# What the task requires
Write out all the items again, switching "pin" to "marker" everywhere and keeping everything else the same. Leave the pictures out.

------------------------------

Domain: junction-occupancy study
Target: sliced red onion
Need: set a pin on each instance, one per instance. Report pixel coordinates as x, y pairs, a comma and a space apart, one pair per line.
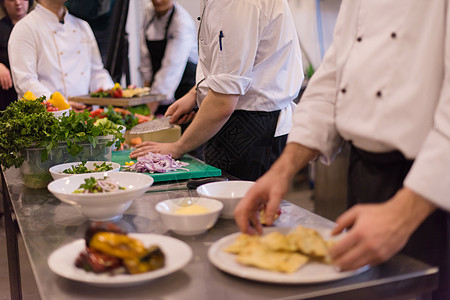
157, 163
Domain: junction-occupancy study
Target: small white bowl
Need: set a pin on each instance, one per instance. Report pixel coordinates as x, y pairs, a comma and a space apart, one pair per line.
227, 192
57, 170
101, 206
189, 224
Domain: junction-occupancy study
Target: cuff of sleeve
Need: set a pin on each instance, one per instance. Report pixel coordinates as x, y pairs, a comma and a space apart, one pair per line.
429, 175
318, 132
228, 84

------------------------------

# Expected answer
Domain: junction-occupancy study
Target: sliced red onion
Need: set a marker on each instance, one per instance. Report pixel coordinates as x, y pairs, a comma and a space apart, one pair per line.
157, 163
Domain: junction-occupancy study
Target: small white bowl
Need: set a marker on each instance, one per instance. Report pixel coordinates as x, y pairs, a comma and a space apart, one pair per line.
227, 192
57, 170
101, 206
189, 224
Domain: junction-occupancy study
Target: cuff of sleeve
Need: set a marker on each instance, one per instance. Report pixel coordinates as x, y pairs, a comma and a space apart, one pair per line.
429, 175
318, 132
228, 84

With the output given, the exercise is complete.